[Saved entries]
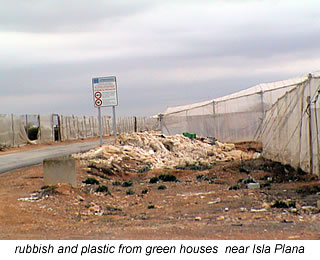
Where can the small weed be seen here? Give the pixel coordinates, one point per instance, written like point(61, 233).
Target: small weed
point(144, 191)
point(307, 190)
point(247, 180)
point(203, 177)
point(162, 187)
point(127, 184)
point(283, 205)
point(235, 187)
point(103, 189)
point(130, 192)
point(144, 169)
point(91, 181)
point(168, 178)
point(154, 180)
point(46, 190)
point(198, 166)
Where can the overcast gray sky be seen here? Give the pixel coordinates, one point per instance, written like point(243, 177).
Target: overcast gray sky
point(163, 53)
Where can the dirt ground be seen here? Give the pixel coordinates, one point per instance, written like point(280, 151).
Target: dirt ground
point(210, 204)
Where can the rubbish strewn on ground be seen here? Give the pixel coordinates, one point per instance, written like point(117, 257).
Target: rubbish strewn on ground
point(139, 152)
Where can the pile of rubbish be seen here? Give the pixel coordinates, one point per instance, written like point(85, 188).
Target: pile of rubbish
point(139, 152)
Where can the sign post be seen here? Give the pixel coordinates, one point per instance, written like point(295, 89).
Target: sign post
point(105, 95)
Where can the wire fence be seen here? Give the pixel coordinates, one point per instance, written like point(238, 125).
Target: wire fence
point(18, 130)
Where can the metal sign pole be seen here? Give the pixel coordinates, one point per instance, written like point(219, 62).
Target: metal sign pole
point(114, 122)
point(100, 125)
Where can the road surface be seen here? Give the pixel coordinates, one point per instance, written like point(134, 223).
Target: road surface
point(9, 162)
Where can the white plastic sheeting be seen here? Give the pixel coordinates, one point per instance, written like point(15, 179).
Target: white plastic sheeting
point(232, 118)
point(290, 130)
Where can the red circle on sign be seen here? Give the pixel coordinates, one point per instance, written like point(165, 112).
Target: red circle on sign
point(98, 94)
point(98, 102)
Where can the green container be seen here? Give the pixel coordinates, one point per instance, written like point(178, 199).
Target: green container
point(191, 136)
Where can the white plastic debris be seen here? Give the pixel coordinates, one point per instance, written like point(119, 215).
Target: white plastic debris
point(134, 150)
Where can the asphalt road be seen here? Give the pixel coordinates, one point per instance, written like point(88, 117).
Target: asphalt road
point(12, 161)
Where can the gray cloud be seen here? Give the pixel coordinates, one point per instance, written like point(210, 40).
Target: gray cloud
point(163, 53)
point(59, 15)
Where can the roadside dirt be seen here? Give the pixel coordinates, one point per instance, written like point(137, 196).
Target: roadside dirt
point(210, 204)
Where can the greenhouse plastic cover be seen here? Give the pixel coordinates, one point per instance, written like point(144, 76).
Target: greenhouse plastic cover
point(235, 117)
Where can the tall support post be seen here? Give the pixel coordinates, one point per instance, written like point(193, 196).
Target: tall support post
point(135, 124)
point(114, 122)
point(12, 127)
point(100, 125)
point(310, 134)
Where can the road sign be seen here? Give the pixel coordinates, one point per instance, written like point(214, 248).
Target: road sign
point(105, 91)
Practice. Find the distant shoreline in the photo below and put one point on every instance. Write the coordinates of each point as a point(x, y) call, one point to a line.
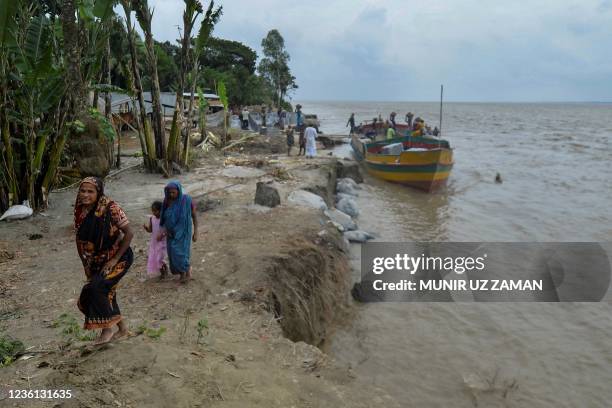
point(302, 101)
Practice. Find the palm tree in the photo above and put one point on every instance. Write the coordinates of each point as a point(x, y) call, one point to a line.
point(207, 26)
point(145, 16)
point(148, 148)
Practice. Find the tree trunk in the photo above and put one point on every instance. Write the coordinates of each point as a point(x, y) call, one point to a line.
point(107, 104)
point(145, 124)
point(157, 114)
point(76, 91)
point(187, 141)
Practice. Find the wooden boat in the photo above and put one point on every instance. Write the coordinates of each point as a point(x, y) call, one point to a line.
point(370, 129)
point(424, 163)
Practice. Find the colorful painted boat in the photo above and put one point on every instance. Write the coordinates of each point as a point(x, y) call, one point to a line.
point(425, 163)
point(371, 130)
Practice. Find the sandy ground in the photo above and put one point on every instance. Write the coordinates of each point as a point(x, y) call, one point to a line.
point(238, 358)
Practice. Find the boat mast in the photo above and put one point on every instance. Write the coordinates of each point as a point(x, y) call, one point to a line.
point(440, 128)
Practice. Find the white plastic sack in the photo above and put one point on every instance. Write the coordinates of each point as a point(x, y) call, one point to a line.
point(341, 218)
point(307, 199)
point(393, 149)
point(348, 206)
point(18, 212)
point(358, 236)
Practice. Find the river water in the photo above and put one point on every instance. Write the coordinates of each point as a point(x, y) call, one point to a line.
point(554, 160)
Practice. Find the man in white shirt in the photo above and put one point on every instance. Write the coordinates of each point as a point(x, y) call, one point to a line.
point(310, 134)
point(245, 119)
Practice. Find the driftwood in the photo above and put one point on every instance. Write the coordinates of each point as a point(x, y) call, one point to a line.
point(109, 176)
point(237, 142)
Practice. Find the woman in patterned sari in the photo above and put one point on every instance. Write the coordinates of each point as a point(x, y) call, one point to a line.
point(103, 237)
point(178, 215)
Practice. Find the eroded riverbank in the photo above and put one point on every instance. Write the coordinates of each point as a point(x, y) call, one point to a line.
point(261, 275)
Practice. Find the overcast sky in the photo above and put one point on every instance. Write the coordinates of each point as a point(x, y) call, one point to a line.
point(402, 50)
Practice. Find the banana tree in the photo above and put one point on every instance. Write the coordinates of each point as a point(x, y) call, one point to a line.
point(148, 147)
point(207, 26)
point(144, 15)
point(224, 100)
point(32, 114)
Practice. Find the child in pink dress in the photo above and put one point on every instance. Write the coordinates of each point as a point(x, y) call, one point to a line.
point(156, 266)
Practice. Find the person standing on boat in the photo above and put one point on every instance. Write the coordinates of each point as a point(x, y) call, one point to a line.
point(310, 134)
point(299, 119)
point(408, 119)
point(392, 120)
point(290, 140)
point(245, 118)
point(351, 122)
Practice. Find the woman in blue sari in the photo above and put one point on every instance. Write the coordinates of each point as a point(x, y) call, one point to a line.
point(178, 215)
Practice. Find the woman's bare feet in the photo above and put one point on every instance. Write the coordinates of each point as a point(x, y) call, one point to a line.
point(104, 337)
point(121, 332)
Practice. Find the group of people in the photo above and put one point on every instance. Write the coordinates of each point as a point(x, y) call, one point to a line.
point(389, 127)
point(103, 238)
point(282, 117)
point(307, 140)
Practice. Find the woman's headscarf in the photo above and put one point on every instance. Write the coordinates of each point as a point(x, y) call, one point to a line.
point(93, 225)
point(174, 217)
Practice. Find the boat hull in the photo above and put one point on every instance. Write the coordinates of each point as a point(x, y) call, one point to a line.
point(426, 170)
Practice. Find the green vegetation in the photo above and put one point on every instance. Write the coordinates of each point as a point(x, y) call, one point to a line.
point(61, 58)
point(150, 332)
point(71, 329)
point(202, 328)
point(9, 349)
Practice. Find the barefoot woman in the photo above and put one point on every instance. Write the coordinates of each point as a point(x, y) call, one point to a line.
point(178, 215)
point(103, 237)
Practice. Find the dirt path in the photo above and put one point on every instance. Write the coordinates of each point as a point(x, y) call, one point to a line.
point(213, 342)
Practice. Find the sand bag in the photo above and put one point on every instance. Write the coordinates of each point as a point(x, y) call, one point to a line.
point(18, 212)
point(341, 218)
point(307, 199)
point(358, 236)
point(348, 206)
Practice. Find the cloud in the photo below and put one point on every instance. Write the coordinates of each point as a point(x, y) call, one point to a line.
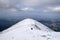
point(11, 5)
point(35, 2)
point(52, 9)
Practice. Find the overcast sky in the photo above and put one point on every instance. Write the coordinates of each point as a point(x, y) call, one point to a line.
point(16, 6)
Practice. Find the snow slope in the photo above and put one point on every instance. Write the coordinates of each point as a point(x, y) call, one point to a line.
point(29, 23)
point(29, 29)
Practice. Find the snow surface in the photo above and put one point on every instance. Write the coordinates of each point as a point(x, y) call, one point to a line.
point(29, 29)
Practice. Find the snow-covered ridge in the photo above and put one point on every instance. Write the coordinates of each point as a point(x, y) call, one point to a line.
point(33, 24)
point(29, 29)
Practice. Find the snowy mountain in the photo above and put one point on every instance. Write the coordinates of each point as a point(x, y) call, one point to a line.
point(29, 23)
point(29, 29)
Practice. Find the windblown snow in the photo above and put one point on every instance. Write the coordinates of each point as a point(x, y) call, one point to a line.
point(29, 29)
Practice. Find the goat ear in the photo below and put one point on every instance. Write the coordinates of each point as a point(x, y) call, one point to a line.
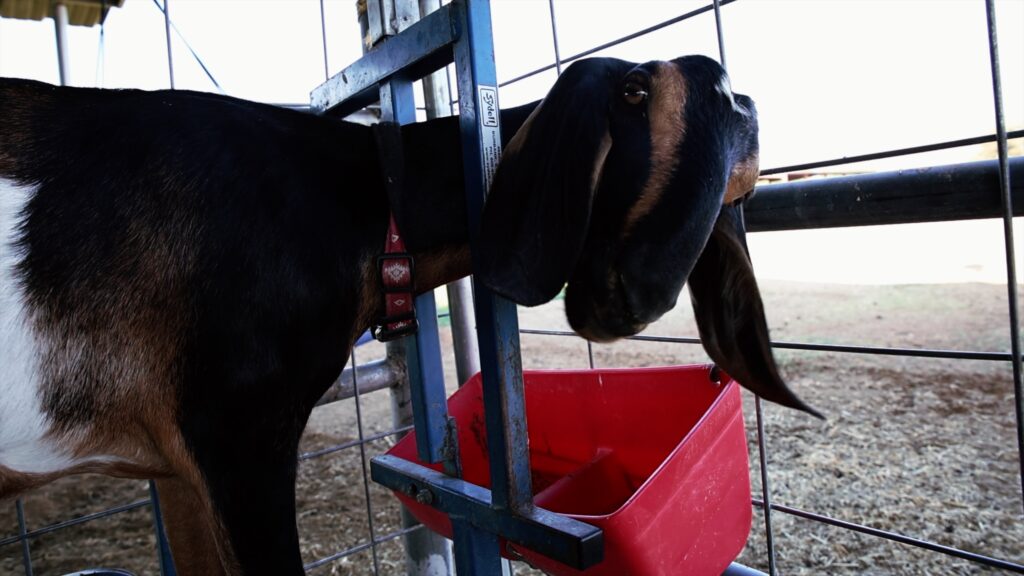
point(538, 212)
point(730, 316)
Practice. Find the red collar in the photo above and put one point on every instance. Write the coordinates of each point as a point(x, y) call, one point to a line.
point(396, 269)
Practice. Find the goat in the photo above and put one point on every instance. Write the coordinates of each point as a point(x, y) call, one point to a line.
point(183, 275)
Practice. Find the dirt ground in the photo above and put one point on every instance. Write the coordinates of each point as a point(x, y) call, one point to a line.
point(919, 446)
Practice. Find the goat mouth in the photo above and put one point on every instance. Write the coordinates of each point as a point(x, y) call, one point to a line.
point(599, 323)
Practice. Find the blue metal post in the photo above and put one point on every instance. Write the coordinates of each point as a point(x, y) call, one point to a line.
point(423, 351)
point(480, 517)
point(498, 325)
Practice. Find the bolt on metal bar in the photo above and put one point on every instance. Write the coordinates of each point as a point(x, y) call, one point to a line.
point(74, 522)
point(890, 153)
point(615, 42)
point(23, 534)
point(896, 537)
point(363, 461)
point(1008, 232)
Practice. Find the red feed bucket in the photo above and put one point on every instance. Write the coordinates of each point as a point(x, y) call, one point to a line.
point(656, 457)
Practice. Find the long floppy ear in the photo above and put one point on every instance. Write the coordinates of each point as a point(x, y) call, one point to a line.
point(730, 316)
point(538, 212)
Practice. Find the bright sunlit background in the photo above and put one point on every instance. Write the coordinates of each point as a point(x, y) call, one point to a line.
point(832, 78)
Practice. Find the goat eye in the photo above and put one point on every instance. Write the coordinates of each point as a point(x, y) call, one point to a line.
point(634, 93)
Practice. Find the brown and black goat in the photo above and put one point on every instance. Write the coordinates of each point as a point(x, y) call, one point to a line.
point(183, 275)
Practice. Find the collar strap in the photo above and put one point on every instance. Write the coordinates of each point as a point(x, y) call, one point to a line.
point(396, 269)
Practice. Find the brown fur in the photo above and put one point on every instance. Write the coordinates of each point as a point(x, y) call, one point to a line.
point(667, 129)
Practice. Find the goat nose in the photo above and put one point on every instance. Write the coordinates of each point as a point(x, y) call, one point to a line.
point(645, 301)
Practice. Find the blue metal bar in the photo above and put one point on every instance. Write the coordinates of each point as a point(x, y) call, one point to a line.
point(476, 551)
point(498, 325)
point(363, 460)
point(163, 545)
point(479, 517)
point(422, 48)
point(573, 543)
point(423, 351)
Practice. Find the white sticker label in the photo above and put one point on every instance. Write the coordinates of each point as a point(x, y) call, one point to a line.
point(491, 136)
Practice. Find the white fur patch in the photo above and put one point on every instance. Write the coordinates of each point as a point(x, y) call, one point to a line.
point(24, 446)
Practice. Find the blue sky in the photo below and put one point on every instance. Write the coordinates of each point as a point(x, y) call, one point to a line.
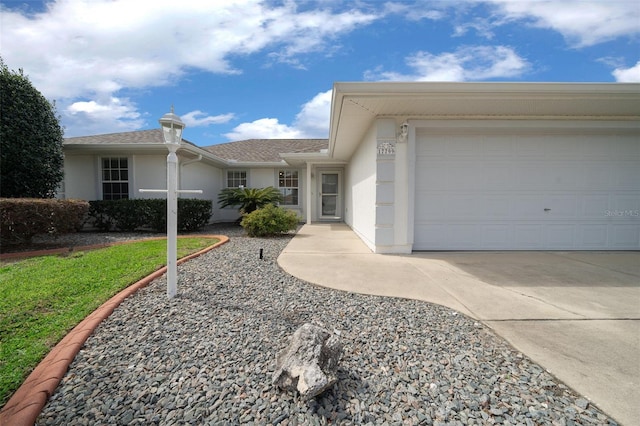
point(240, 69)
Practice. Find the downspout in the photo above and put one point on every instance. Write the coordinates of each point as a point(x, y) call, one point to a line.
point(308, 200)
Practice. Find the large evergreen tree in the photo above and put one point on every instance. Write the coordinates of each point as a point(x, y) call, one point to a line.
point(31, 139)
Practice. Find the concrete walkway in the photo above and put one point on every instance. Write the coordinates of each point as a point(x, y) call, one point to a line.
point(577, 314)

WHAT YOU SHOULD DO: Above are the records. Copy the lines beginning at the one that has "Where can the wire" and ending with the one that has "Where can the white plastic sheeting", unchanged.

WRITTEN SOLUTION:
Where can the wire fence be seen here? Give the pixel coordinates, one point per instance, written like point(238, 125).
Target: wire fence
point(18, 130)
Where can the metal sign pole be seen here? Give the pixel coordinates, one point per instance, written like point(219, 62).
Target: metal sign pole
point(114, 122)
point(100, 125)
Where can the road surface be seen here? Give the pixel coordinates, one point per instance, written like point(134, 223).
Target: road surface
point(9, 162)
Where can the white plastic sheeting be seen here? Give the pixel coordinates, one point per instance, written like point(15, 179).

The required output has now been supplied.